● **TEXT UNDER STUDY**
__________________________________________________
David Fuller, 67, bludgeoned and strangled to death Wendy Knell, 25 and Caroline Pierce, 20, in 1987 in one of the most notorious unsolved murder cases in the UK that had been branded ‘the Bedsit Murders’ by the press.
The Healthfield electrician was caught when his DNA, found at the murder scene, was linked to him three decades later via his brother.
Fuller, who had admitted killing the two women at an earlier hearing, had pleaded not guilty on the grounds of ‘diminished responsibility’.
However, on the fourth day of his trial last Thursday [November 4], in a week where Maidstone Crown Court had been told that the former hospital worker went onto to abuse dead bodies at Tunbridge Wells Hospital and its forerunner the Kent and Sussex Hospital, Fuller changed his plea.
Returned
When the jury returned from lunch his barrister, Oliver Saxby QC, told the judge that a medical report meant his client could no longer rely on his diminised responsibility defence.
Shop manager Wendy Knell last seen on June 22 on that year after she had been dropped home on Guildford Road in Tunbridge Wells by her boyfriend.
__________________________________________________
● **DATA FOR ANALYSIS**
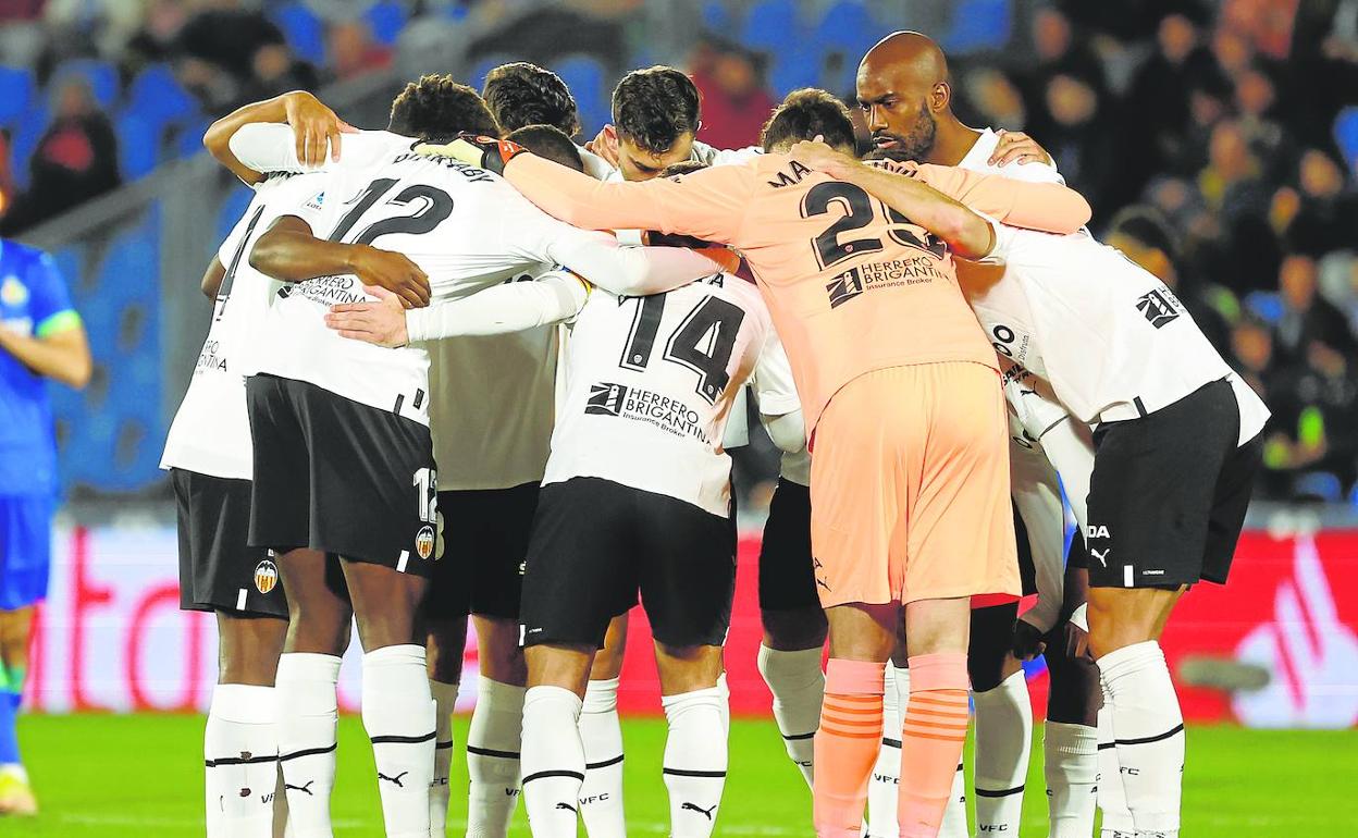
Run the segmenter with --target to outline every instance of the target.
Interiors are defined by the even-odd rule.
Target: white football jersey
[[[508,283],[532,280],[542,268]],[[557,326],[426,344],[439,489],[540,482],[551,451]]]
[[[293,215],[318,238],[405,254],[429,276],[433,299],[466,296],[540,263],[565,265],[598,283],[626,273],[612,236],[553,219],[500,177],[452,158],[416,153],[409,137],[361,136],[367,145],[345,137],[341,162],[326,172],[323,189]],[[291,153],[291,132],[277,140]],[[686,258],[690,265],[701,261]],[[429,424],[426,348],[386,349],[342,338],[325,325],[330,306],[368,299],[357,277],[318,277],[284,293],[270,310],[250,372],[310,382]]]
[[[990,166],[998,141],[986,129],[959,167],[1062,182],[1044,163]],[[1229,376],[1240,443],[1263,428],[1267,407],[1153,274],[1088,231],[1062,236],[997,224],[995,235],[1001,266],[959,269],[967,302],[995,352],[1050,382],[1080,421],[1137,418]]]
[[[244,360],[278,283],[250,268],[250,249],[274,220],[293,212],[318,186],[318,175],[280,174],[255,187],[255,197],[217,247],[227,269],[212,307],[212,325],[175,413],[162,469],[250,479],[254,471],[246,414]]]
[[[785,361],[775,346],[763,297],[739,277],[646,297],[595,291],[572,329],[543,484],[599,477],[728,517],[722,432],[755,368]]]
__________________________________________________
Continue the news report on the 1987 Bedsit Murders case from its last sentence. The rows are separate material and have nothing to do with the text about the murder case.

She had sustained blunt force trauma to head and had been ‘asphyxiated by application of pressure to neck’.
Caroline Pierce’s almost naked body was found in a water-filled dyke at St Mary in the Marsh at Romney Marsh on December 15.
She had too also sustained blunt force trauma to head and had suffered asphyxiation by pressure to the neck.
The restaurant worker had also gone missing on November 24 after being dropped off home by a taxi.
Neighbours had reported hearing screams from her flat in Grosvenor Park on the night she vanished.
Both women had been sexually assaulted after they had died, the court was told.
Following the change of plea, Mrs Justice Cheema-Grubb QC halted the trial and remanded Fuller into custody for sentencing at a later date.